Brief: Copy out the entries from the line containing "blue suit in" through the end of the entries, swapping "sample" for "template" everywhere it occurs and changing nothing else.

##### Records

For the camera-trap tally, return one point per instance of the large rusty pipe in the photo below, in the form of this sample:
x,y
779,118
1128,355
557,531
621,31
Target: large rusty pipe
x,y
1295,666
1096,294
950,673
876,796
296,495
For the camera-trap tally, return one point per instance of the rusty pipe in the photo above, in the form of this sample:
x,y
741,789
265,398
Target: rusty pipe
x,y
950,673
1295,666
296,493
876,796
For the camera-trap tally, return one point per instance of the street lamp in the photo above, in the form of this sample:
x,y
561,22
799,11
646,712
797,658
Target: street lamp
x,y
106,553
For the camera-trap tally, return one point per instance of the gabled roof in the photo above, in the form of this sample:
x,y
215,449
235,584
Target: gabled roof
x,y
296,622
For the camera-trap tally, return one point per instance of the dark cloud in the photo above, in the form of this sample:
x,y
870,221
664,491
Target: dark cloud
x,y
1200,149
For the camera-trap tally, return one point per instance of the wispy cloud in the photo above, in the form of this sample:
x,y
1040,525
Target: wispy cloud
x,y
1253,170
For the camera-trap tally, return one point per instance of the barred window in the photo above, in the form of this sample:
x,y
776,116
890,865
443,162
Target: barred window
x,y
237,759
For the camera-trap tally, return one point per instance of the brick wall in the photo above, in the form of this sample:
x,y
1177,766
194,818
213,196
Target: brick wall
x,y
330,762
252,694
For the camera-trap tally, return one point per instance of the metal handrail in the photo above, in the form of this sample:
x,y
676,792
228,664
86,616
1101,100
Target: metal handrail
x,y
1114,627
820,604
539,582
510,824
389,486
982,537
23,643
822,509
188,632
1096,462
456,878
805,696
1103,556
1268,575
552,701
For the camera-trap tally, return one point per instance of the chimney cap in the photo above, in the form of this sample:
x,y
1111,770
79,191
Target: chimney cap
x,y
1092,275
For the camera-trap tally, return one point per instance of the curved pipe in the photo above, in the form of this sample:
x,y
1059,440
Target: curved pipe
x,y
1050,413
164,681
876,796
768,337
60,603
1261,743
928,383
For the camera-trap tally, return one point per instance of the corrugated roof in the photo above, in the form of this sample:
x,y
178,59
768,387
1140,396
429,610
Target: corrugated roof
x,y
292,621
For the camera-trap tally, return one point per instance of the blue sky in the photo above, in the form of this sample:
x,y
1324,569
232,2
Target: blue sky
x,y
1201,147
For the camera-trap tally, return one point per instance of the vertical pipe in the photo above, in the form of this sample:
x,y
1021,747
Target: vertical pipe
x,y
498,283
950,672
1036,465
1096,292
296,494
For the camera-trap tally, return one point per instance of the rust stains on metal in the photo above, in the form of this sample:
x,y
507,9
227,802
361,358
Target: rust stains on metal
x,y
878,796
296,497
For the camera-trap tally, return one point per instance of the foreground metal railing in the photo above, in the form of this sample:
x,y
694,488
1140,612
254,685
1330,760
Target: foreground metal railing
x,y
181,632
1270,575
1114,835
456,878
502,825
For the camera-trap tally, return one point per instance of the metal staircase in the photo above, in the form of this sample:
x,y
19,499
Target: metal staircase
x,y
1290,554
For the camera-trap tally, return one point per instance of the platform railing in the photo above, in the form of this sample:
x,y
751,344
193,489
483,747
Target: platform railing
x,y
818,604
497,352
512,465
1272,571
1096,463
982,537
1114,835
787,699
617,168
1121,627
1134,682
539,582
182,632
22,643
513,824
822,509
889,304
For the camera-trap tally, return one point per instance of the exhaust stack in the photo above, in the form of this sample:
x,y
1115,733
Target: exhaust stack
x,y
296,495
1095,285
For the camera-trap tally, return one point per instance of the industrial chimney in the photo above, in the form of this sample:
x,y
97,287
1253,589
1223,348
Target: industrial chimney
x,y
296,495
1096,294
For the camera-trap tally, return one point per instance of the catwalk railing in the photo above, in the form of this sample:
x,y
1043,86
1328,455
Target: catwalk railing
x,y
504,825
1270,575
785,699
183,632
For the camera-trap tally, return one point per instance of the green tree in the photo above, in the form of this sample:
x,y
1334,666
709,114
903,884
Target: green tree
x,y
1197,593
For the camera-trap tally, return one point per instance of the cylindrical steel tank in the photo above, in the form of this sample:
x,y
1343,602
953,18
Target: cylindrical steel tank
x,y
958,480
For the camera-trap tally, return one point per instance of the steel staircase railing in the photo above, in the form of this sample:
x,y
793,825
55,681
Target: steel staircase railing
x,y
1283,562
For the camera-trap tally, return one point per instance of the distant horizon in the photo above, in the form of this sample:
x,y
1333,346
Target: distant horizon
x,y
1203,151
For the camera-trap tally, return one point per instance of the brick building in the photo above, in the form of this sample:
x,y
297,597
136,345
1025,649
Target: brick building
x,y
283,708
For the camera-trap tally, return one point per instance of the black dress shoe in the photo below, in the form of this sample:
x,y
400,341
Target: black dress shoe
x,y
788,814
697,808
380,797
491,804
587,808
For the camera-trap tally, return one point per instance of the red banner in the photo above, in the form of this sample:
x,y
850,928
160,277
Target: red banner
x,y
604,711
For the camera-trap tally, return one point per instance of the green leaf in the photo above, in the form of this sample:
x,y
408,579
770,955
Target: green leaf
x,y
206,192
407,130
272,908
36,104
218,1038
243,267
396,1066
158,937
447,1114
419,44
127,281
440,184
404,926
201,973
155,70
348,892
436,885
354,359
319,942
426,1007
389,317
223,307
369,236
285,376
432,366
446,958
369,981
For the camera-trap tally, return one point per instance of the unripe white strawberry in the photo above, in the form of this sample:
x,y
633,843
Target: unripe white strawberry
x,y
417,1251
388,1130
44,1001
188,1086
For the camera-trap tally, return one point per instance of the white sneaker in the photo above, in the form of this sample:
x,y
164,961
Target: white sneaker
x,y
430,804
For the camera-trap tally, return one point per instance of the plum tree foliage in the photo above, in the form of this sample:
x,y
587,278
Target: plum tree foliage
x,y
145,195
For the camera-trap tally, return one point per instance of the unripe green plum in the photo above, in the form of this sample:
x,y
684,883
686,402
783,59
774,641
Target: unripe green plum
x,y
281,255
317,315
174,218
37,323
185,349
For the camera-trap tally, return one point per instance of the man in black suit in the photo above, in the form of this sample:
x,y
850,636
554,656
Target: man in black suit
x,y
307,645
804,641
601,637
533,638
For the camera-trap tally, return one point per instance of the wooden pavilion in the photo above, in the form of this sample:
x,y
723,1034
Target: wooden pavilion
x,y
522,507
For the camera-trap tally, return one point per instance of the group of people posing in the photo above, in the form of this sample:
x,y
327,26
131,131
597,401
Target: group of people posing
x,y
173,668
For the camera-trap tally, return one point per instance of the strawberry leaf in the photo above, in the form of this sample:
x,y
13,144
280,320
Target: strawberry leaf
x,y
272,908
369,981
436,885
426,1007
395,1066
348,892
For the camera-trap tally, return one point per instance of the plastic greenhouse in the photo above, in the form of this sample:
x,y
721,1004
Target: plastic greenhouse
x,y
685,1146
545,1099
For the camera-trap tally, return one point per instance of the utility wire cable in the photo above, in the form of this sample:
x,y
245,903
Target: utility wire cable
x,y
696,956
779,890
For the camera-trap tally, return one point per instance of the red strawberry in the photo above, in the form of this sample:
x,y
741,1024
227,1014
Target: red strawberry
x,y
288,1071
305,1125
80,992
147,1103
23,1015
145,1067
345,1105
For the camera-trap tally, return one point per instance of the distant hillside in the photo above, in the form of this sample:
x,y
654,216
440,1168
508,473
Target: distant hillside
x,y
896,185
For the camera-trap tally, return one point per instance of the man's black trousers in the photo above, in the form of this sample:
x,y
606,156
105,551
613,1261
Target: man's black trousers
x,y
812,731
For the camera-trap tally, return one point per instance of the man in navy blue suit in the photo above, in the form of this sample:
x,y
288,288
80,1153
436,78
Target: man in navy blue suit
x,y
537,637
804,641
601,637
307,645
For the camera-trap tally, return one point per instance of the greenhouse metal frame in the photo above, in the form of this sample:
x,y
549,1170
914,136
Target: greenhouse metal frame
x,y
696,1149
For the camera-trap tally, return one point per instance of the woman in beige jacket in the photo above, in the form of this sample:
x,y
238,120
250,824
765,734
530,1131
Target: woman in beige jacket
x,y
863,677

##########

Task result:
For the camera-trap tally, return one point per instance of the man in navy blue suit in the photo above, in the form of this template:
x,y
288,288
80,1153
436,78
Target: man in navy blue suit
x,y
537,637
804,641
601,637
307,645
For the camera-trap tally, return one point per instance of the greenhouse metal frame in the photo above, in the form of this template:
x,y
549,1170
914,136
Target: greenhouse metal frame
x,y
696,1149
For the camera-trap tally, return one point per instance of the woman in beige jacket in the photo above, in the form of this template:
x,y
238,120
250,824
765,734
530,1131
Target: woman in beige jacket
x,y
863,677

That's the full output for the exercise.